* [Problem to solve]
Once you find a line containing the word "behaviour" in the entries below, copy it.

* [Exercise materials]
--
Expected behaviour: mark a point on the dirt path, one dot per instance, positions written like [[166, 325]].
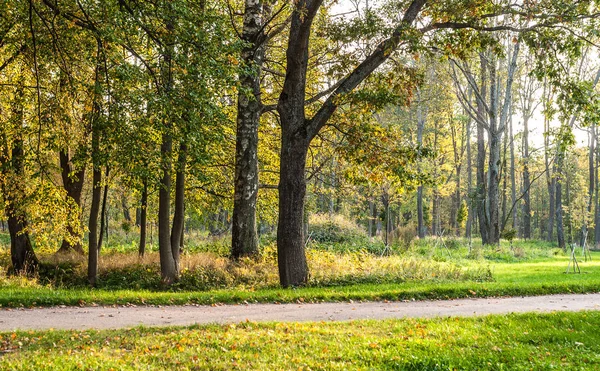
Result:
[[122, 317]]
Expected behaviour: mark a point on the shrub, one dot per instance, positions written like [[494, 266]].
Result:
[[335, 229]]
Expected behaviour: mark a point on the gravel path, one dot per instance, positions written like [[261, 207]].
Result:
[[122, 317]]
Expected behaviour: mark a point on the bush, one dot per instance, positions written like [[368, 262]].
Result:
[[338, 234], [335, 229]]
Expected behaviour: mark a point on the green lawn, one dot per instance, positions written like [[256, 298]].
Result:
[[534, 277], [563, 341]]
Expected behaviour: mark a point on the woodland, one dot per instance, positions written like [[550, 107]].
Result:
[[271, 128]]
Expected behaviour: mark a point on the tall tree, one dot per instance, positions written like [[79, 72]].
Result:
[[243, 233]]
--
* [Result for this exercise]
Expected behaviour: mark a point on the dirt path, one dot per instance, positions written like [[166, 325]].
Expected behaviour: mark a point on the shrub, one dot per instance, positions written like [[494, 266]].
Expected behaviour: mark a point on the gravel path, one dot per instance, positions written like [[261, 207]].
Expected behaviour: mark a point on the bush, one dot per instance, positions written like [[368, 262]].
Expected behaviour: mark a point on the green lawn, one dot per instance, positions written like [[256, 298]].
Expected behaviour: mark a point on the woodland, one dot per instance, positions written like [[550, 107]].
Expected behaviour: mark a point on the tall tree, one dot per instance, positions written like [[79, 72]].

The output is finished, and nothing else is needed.